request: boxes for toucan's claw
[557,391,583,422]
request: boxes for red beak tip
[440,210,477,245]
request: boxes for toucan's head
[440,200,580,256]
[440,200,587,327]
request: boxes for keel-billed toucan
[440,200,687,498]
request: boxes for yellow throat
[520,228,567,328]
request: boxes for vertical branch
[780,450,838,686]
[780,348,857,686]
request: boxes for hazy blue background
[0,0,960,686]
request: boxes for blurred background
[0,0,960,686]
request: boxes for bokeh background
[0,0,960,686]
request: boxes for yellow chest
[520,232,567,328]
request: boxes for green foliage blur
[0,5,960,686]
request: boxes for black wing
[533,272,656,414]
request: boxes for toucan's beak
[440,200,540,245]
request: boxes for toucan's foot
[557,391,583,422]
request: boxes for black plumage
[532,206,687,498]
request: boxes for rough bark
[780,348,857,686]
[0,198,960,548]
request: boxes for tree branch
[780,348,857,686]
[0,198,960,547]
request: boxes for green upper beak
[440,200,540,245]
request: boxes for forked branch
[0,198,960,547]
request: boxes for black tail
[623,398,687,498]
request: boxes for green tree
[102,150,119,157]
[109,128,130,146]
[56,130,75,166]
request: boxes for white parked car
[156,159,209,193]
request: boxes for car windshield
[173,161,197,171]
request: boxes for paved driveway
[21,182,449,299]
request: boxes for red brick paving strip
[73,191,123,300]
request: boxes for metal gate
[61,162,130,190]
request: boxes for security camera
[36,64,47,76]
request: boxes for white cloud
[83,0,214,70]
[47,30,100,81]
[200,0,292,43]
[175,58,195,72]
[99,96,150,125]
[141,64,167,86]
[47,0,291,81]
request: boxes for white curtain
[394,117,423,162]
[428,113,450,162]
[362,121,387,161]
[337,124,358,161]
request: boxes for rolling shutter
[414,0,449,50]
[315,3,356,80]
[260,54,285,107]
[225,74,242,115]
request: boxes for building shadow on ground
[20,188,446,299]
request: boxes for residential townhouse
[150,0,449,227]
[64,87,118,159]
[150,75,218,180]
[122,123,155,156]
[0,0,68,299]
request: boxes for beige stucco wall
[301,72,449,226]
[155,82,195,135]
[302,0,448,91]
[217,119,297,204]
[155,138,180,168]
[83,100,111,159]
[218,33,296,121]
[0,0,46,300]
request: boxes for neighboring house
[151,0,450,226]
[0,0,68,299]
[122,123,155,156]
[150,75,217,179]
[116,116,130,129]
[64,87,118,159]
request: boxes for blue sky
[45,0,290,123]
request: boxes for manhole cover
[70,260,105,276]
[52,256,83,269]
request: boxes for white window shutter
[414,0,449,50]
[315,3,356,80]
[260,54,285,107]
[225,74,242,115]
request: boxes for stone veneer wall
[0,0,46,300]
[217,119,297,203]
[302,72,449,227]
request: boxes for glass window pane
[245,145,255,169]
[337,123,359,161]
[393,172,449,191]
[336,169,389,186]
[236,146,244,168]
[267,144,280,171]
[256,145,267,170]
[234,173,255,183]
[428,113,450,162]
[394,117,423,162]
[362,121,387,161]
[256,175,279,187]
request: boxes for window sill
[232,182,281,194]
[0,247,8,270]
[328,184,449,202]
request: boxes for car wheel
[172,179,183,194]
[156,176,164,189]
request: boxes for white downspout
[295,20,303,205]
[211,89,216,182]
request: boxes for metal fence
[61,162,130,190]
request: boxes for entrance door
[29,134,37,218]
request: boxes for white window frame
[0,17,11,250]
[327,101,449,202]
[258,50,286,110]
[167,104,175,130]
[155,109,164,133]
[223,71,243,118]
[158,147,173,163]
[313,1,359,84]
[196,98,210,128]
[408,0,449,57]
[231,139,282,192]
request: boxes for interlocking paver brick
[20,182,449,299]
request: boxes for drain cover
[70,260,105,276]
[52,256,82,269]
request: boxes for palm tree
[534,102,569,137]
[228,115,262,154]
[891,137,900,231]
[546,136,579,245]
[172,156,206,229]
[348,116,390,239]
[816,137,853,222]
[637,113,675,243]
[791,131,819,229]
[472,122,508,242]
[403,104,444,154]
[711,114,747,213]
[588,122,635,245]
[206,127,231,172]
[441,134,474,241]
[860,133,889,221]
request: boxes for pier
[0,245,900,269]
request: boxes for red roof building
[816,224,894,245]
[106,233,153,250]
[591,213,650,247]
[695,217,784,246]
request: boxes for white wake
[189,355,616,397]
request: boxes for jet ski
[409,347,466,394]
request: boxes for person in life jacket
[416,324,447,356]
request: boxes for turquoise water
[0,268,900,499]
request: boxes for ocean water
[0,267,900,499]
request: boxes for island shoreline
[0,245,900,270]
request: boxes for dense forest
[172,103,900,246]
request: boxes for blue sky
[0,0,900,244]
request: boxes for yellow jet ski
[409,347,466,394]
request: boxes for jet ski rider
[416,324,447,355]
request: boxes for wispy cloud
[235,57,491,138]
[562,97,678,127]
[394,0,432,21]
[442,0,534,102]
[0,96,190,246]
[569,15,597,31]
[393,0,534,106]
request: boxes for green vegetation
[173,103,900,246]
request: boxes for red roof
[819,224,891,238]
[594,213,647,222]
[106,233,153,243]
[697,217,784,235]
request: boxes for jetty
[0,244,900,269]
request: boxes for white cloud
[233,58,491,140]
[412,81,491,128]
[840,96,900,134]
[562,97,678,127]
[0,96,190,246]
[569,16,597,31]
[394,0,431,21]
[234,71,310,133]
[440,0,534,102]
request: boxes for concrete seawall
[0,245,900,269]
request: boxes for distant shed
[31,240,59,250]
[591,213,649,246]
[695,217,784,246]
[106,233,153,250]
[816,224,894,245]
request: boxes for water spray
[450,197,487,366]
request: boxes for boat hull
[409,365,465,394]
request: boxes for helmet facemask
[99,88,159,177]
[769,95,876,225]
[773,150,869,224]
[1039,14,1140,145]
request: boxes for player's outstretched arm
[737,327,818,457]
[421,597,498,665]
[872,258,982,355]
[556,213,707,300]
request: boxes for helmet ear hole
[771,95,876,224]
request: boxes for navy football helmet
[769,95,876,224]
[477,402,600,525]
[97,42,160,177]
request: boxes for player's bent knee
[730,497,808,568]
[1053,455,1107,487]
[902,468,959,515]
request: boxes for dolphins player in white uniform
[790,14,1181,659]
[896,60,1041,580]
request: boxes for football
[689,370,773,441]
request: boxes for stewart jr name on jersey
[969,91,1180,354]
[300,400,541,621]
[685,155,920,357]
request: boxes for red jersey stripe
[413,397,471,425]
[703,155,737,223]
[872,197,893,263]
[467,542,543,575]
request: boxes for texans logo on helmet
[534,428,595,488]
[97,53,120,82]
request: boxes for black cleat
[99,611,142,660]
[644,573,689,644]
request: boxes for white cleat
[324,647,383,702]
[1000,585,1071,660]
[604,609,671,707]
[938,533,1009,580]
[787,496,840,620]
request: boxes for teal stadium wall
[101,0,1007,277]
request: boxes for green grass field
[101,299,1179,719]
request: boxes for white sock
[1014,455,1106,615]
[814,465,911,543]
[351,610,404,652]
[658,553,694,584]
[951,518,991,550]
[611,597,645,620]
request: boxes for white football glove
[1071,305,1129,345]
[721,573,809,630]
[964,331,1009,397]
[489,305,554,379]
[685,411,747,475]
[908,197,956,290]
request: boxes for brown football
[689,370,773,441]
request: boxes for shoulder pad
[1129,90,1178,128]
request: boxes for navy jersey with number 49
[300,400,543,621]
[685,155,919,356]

**********

### Task objective
Reproduce every row above verbatim, from the first to the last.

### Answer to this problem
request: boxes for toucan's claw
[557,391,583,422]
request: boxes for red beak tip
[440,210,477,245]
request: boxes for toucan's head
[440,200,580,256]
[440,200,587,327]
request: boxes for keel-billed toucan
[440,200,687,498]
request: boxes for yellow throat
[520,228,567,328]
request: boxes for vertical branch
[780,450,838,686]
[780,348,857,686]
request: boxes for hazy blue background
[0,0,960,686]
request: boxes for blurred background
[0,0,960,686]
request: boxes for bokeh background
[0,0,960,686]
request: boxes for yellow chest
[520,232,567,328]
request: boxes for green foliage blur
[0,5,960,686]
request: boxes for black wing
[533,272,656,414]
request: boxes for toucan's beak
[440,200,540,245]
request: boxes for toucan's foot
[557,391,583,422]
request: boxes for black plumage
[532,206,687,498]
request: boxes for rough bark
[780,348,857,686]
[0,198,960,548]
request: boxes for tree branch
[780,348,857,686]
[0,198,960,547]
request: boxes for green upper beak
[440,200,540,245]
request: boxes for forked branch
[0,198,960,547]
request: boxes for black tail
[623,398,687,498]
request: boxes for green tree
[102,150,119,157]
[109,128,130,146]
[56,130,75,166]
request: boxes for white parked car
[156,159,209,193]
request: boxes for car windshield
[173,161,197,171]
request: boxes for paved driveway
[21,182,449,299]
request: boxes for red brick paving strip
[73,191,123,300]
request: boxes for metal gate
[61,162,130,190]
request: boxes for security camera
[36,64,47,76]
request: boxes for white cloud
[83,0,214,70]
[47,30,100,81]
[200,0,292,43]
[175,58,195,72]
[99,96,150,125]
[141,64,167,86]
[47,0,291,81]
request: boxes for white curtain
[394,117,423,162]
[428,113,450,162]
[362,121,387,161]
[337,124,358,161]
request: boxes for rolling shutter
[414,0,449,50]
[315,3,356,80]
[260,54,285,107]
[225,74,242,115]
request: boxes for building shadow on ground
[20,188,446,299]
request: boxes for residential townhouse
[150,0,449,227]
[64,87,118,159]
[150,75,218,180]
[122,123,155,156]
[0,0,68,299]
request: boxes for beige stucco wall
[301,72,449,226]
[155,82,195,135]
[302,0,448,91]
[217,119,297,204]
[155,138,180,168]
[83,100,111,159]
[218,33,296,121]
[0,0,46,300]
request: boxes for neighboring house
[151,0,450,226]
[0,0,68,299]
[122,123,155,156]
[150,75,217,179]
[116,116,130,129]
[64,87,118,159]
request: boxes for blue sky
[45,0,290,123]
request: boxes for manhole cover
[70,260,105,276]
[52,256,83,269]
request: boxes for white window shutter
[414,0,449,50]
[315,3,356,80]
[260,54,285,107]
[225,74,242,115]
request: boxes for stone veneer wall
[0,0,46,300]
[217,119,297,203]
[302,72,449,227]
request: boxes for glass window pane
[245,145,255,169]
[337,123,359,161]
[393,172,449,191]
[336,169,389,186]
[236,146,244,168]
[267,144,280,171]
[256,145,267,170]
[234,173,255,183]
[428,113,450,162]
[394,117,423,162]
[362,121,387,161]
[256,175,279,187]
request: boxes for window sill
[232,182,281,194]
[0,247,8,270]
[328,184,449,202]
request: boxes for car wheel
[172,179,183,194]
[156,176,164,189]
request: boxes for white downspout
[295,20,303,205]
[211,89,216,182]
request: boxes for metal fence
[61,162,130,190]
request: boxes for entrance door
[29,134,37,218]
request: boxes for white window frame
[0,17,11,250]
[327,101,449,202]
[258,50,286,110]
[167,104,175,130]
[155,109,164,133]
[223,71,243,118]
[158,147,173,163]
[313,1,359,84]
[196,98,210,128]
[408,0,449,57]
[231,139,282,192]
request: boxes for interlocking paver brick
[20,182,449,299]
request: boxes for drain cover
[70,260,105,276]
[52,256,82,269]
request: boxes for palm tree
[534,102,569,137]
[228,115,262,154]
[891,137,900,231]
[546,136,579,245]
[172,156,206,229]
[348,116,390,239]
[816,137,853,222]
[637,113,675,243]
[791,131,819,229]
[472,122,508,242]
[403,104,444,154]
[711,114,747,213]
[588,122,635,245]
[206,127,231,172]
[441,134,474,241]
[860,133,889,221]
request: boxes for pier
[0,245,900,269]
request: boxes for red roof building
[816,224,894,245]
[106,233,153,250]
[591,213,650,247]
[695,217,784,246]
request: boxes for white wake
[189,355,616,397]
request: boxes for jet ski
[409,347,466,394]
request: boxes for person in life jacket
[416,324,447,356]
request: boxes for turquoise water
[0,268,900,499]
request: boxes for ocean water
[0,267,900,499]
request: boxes for island shoreline
[0,245,900,270]
request: boxes for dense forest
[172,103,900,246]
request: boxes for blue sky
[0,0,900,244]
request: boxes for yellow jet ski
[409,347,466,394]
request: boxes for jet ski rider
[416,324,447,355]
request: boxes for wispy cloud
[235,57,491,138]
[562,97,678,127]
[394,0,432,21]
[442,0,534,102]
[0,96,190,246]
[569,15,597,31]
[393,0,534,106]
request: boxes for green vegetation
[173,103,900,246]
request: boxes for red roof
[819,224,891,238]
[594,213,647,222]
[106,233,153,243]
[697,217,784,235]
request: boxes for jetty
[0,244,900,269]
request: boxes for white cloud
[233,58,491,140]
[412,81,491,128]
[840,96,900,134]
[562,97,678,127]
[0,96,190,246]
[569,16,597,31]
[394,0,431,21]
[234,71,310,133]
[440,0,534,102]
request: boxes for concrete seawall
[0,245,900,269]
request: boxes for distant shed
[31,240,59,250]
[591,213,649,246]
[695,217,784,246]
[106,233,153,250]
[816,224,894,245]
request: boxes for water spray
[450,197,487,366]
request: boxes for boat hull
[409,365,465,394]
request: boxes for helmet facemask
[99,88,159,177]
[769,95,876,225]
[773,150,869,224]
[1039,14,1140,145]
request: boxes for player's outstretched arm
[737,327,818,457]
[421,597,498,665]
[872,258,982,355]
[556,213,707,300]
request: boxes for helmet ear hole
[771,95,876,224]
request: boxes for navy football helmet
[769,95,876,224]
[477,402,600,525]
[97,42,160,177]
request: boxes for player's bent knee
[730,497,808,568]
[1053,455,1107,487]
[902,468,959,515]
request: boxes for dolphins player in white uniform
[790,14,1181,659]
[896,60,1041,580]
request: boxes for football
[689,370,773,441]
request: boxes for stewart jr name on jersey
[969,91,1180,354]
[300,400,541,621]
[685,155,920,357]
request: boxes for red jersey stripe
[413,397,471,425]
[703,155,737,223]
[872,197,893,263]
[467,542,543,575]
request: boxes for texans logo on helmet
[534,428,595,488]
[97,53,120,82]
request: boxes for black cleat
[99,611,142,660]
[644,573,689,644]
request: boxes for white cleat
[324,647,383,702]
[1000,585,1071,660]
[604,609,671,707]
[938,533,1009,580]
[787,496,840,620]
request: boxes for teal stadium wall
[101,0,1007,277]
request: boxes for green grass field
[101,299,1179,719]
request: boxes for white sock
[1014,455,1106,615]
[814,465,911,543]
[351,610,404,652]
[658,553,694,584]
[951,518,991,550]
[611,597,645,620]
request: boxes for white football glove
[1071,305,1129,345]
[721,573,809,630]
[964,331,1009,397]
[489,305,554,379]
[685,411,747,475]
[908,197,956,290]
request: boxes for brown football
[689,370,773,441]
request: boxes for shoulder pad
[1129,90,1178,128]
request: boxes for navy jersey with number 49
[300,400,543,621]
[685,155,919,356]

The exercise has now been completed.